### Data extract

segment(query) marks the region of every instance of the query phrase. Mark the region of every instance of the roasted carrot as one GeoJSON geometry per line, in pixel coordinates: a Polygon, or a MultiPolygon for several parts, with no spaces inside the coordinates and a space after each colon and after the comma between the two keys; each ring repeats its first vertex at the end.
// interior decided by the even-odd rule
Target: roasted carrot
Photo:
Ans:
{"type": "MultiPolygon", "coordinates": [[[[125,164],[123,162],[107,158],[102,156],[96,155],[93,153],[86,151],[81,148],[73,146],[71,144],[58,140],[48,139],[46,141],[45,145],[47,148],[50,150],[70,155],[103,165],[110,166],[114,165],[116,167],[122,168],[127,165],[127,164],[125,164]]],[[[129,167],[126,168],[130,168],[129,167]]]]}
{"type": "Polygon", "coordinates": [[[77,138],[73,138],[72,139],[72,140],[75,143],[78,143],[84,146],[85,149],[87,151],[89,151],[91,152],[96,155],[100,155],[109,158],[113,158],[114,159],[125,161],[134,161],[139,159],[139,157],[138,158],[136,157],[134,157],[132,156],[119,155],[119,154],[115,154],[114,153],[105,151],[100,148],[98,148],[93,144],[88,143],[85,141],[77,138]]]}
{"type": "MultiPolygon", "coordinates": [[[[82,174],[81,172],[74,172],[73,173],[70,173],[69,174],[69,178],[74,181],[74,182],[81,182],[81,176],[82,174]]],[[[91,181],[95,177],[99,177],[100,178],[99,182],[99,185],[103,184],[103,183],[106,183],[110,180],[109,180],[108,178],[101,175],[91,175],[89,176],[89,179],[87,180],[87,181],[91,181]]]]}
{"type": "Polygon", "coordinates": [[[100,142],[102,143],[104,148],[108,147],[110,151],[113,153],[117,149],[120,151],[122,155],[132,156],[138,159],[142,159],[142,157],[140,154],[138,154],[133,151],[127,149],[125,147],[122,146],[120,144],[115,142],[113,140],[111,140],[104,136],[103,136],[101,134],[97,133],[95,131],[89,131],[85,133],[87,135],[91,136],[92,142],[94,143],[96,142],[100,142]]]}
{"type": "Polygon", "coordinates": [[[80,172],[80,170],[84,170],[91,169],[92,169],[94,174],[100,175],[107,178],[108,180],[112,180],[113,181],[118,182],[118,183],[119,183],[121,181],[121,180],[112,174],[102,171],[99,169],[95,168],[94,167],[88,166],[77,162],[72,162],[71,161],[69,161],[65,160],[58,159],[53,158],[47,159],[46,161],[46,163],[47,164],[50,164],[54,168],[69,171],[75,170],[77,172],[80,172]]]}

######

• _Challenge_: State how many lines of the listing contain the string "roasted", counting case as significant. Give only the number.

• _Exercise answer_: 2